### REQUIRED TASK 1:
Do these statements agree with the FetLife policy critique below? (a) Under the Fantasy Pushing rules, three warnings in private messages lead to a one-day timeout. (b) Blackmail carried out by impersonating FetLife staff brings a minimum two-week timeout. (c) The silence around harassment rules is described as accidental. Answer yes or no for each, quoting the words that decide it.
### REQUIRED TASK 2:
Write the next part of the FetLife policy critique below, picking up after its final line.

** start SOURCE EXCERPT **

On FetLife, some rules come with crystal-clear consequences. Break them once, you get a warning. Break them three times, you get a timeout. Keep going, and you lose your account.
Other rules — the ones that should protect people from harassment, racism, and hate — come with nothing but silence. No strikes. No timeouts. No bans. Just “we’ll see.”
That silence is not accidental. It is a choice. And it tells us everything about who FetLife prioritizes and who they are willing to leave unprotected.
FetLife positions itself as the platform for kink community connection. But when you actually read their policies, a pattern emerges: language that sounds protective on the surface, but is vague, selectively enforced, and too often weaponized against marginalized kinksters.
This post is both a fact-check of FetLife’s own rules and a blueprint for fighting back when those rules are used unfairly.
The Policies That Get Clarity
Take Fantasy Pushing. FetLife defines it as sending someone unwanted kink or sexual fantasies. The enforcement steps are laid out like a manual:
First time? Warning.
Three warnings in private messages? One-day timeout.
Keep going? Longer timeouts.
Repeat again? Risk losing your account.
Or Team Member Impersonation. If you pretend to be FetLife staff to scam or threaten someone:
Blackmail or extortion = instant permanent ban.
Threats or intimidation = minimum two-week timeout with ban risk.
Notice the pattern. When FetLife wants to be clear, when it is about consent boundaries or protecting their own staff, the rules are black and white. No guesswork. No “caretaker discretion.”
The Policies That Stay Vague
Now look at the categories where marginalized members most need protection:
Hateful Conduct (racism, slurs, hate symbols, antisemitism, gender or orientation shaming)

** end SOURCE EXCERPT **
** start SUPPLIED ENTRIES **

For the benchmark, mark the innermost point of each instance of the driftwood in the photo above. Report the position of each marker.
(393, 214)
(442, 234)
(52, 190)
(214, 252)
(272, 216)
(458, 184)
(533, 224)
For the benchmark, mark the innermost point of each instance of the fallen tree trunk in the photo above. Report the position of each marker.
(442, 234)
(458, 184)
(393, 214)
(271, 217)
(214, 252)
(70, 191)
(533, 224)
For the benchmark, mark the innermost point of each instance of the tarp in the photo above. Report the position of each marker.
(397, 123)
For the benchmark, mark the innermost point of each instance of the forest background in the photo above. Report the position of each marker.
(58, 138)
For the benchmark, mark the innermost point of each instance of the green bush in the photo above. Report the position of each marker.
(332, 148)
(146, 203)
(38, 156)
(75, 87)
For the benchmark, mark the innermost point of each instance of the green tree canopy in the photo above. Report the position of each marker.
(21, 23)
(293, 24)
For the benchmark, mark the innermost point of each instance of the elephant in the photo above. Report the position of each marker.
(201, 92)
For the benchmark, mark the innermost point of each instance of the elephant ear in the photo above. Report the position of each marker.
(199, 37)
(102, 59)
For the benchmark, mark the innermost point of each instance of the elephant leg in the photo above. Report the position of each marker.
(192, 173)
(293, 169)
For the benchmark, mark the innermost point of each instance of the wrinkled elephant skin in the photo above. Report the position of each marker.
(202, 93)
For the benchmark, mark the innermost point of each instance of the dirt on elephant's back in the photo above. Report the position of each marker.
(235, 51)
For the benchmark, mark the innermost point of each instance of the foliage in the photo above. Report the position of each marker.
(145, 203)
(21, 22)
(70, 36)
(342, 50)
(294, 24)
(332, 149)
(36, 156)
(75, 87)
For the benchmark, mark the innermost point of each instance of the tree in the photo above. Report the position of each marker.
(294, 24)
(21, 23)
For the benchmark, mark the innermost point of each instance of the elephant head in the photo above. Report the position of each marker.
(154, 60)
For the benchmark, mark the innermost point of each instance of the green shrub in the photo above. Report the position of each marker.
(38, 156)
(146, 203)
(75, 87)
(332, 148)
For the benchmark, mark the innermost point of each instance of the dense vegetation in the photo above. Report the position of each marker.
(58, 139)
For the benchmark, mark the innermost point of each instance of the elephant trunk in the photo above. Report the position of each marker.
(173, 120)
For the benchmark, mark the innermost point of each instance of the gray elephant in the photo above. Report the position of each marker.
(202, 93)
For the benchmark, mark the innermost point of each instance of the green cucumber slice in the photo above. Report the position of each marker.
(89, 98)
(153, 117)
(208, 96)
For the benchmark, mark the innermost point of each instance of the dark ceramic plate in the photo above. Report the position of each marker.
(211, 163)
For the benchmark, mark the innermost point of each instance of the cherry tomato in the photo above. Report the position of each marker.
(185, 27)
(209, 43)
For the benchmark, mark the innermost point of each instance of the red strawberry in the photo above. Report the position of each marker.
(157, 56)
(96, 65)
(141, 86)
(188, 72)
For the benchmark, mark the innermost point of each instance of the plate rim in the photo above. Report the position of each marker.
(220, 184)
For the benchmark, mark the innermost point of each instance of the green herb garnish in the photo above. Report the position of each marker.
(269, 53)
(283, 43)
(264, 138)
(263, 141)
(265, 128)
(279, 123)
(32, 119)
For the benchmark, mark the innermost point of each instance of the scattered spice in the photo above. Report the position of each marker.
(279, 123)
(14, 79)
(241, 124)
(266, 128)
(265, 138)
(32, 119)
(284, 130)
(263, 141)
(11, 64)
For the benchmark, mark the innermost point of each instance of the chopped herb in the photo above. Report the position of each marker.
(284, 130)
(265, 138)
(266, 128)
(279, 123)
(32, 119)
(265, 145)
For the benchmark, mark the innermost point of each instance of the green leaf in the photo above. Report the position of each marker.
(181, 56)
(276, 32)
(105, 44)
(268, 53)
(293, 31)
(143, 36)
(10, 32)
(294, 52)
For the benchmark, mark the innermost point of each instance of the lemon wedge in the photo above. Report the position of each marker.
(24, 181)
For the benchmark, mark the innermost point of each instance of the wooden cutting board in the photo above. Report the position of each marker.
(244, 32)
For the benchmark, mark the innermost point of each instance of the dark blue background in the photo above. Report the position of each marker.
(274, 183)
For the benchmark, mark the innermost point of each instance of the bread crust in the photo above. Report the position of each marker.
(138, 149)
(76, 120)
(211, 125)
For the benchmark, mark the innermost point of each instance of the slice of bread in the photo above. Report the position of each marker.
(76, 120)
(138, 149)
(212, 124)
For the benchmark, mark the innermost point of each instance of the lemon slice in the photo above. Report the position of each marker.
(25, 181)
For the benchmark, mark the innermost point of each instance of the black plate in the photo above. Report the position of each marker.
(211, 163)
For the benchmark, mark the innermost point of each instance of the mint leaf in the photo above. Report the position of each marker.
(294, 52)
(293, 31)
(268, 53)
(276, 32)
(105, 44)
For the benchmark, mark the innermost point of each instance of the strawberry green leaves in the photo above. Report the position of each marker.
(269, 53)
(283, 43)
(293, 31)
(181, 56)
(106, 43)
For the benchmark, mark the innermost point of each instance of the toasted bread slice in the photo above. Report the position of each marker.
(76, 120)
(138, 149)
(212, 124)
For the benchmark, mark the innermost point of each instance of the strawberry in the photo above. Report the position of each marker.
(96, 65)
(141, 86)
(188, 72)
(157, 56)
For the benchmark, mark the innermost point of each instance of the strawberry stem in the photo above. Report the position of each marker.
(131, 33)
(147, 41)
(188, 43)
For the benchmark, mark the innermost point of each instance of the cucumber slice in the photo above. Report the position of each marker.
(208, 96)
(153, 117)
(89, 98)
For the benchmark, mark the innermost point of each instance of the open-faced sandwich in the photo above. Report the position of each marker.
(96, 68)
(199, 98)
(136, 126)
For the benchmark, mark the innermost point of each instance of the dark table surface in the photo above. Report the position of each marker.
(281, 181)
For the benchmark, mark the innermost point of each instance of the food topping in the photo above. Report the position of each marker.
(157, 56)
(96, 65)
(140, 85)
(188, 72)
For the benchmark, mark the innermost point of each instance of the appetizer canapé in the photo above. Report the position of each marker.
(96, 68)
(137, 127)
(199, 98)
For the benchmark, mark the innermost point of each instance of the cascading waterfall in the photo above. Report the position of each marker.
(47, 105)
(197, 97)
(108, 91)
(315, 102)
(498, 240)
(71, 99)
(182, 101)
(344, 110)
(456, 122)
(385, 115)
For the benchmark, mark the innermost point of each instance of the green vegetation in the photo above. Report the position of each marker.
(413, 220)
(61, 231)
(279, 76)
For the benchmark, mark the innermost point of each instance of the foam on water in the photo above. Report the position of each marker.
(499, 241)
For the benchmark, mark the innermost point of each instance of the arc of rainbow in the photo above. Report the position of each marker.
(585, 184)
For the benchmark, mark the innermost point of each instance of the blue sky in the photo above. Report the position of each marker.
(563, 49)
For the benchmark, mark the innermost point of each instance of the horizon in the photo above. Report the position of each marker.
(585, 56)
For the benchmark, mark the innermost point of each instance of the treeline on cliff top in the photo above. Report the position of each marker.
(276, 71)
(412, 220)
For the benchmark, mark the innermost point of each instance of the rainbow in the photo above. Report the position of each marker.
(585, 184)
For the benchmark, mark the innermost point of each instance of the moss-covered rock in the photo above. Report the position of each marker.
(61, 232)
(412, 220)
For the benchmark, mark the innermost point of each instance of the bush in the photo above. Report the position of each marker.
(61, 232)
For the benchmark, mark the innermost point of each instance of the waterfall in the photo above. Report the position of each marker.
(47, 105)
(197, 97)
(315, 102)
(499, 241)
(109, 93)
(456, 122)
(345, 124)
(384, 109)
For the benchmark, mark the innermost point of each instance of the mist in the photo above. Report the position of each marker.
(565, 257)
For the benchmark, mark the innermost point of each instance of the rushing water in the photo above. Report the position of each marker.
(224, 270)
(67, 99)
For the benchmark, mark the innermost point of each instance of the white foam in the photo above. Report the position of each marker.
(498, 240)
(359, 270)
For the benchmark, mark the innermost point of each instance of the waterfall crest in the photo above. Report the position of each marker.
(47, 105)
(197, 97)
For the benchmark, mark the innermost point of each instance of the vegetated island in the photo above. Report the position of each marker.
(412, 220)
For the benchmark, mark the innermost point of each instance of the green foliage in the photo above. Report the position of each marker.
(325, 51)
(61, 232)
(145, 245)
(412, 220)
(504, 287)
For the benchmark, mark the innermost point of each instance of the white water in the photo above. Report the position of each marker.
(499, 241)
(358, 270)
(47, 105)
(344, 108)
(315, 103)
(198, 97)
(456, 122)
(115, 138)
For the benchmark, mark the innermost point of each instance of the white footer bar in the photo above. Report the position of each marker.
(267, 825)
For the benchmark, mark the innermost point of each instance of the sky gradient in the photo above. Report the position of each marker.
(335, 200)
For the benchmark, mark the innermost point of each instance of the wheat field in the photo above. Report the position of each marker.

** end SUPPLIED ENTRIES **

### TASK ANSWER 1:
(a) Yes: "Three warnings in private messages? One-day timeout."
(b) No: "Blackmail or extortion = instant permanent ban."
(c) No: "That silence is not accidental. It is a choice."

### TASK ANSWER 2:
Privacy Concerns (outing, doxing, screenshots, posting content off-site, sock puppet accounts)
Community Integrity (harassment campaigns, scams)
All of these are listed as violations. But FetLife never says what happens when they are broken.
No warnings. No timeouts. No bans. Just silence.
That means every case is “decided by context.” But whose context? The so-called “average person.” Which usually means the people who already hold power in the room.
Why Silence Hurts
For Black femmes, thems, and other marginalized members, this vagueness is deadly. It means:
Reports get ignored. You file harassment, and moderation shrugs because “context.”
Bias wins. A white man’s racial “joke” gets passed off as kink, while a Black femme speaking out gets flagged for disruption.
Retaliation is easy. Coordinated reporting can silence protestors while the actual abuse goes unchecked.
No way to predict safety. Survivors do not know if coming forward will mean action, punishment, or silence.
FetLife already proved it can define escalation when it wants to. It just does not want to when it is about protecting us.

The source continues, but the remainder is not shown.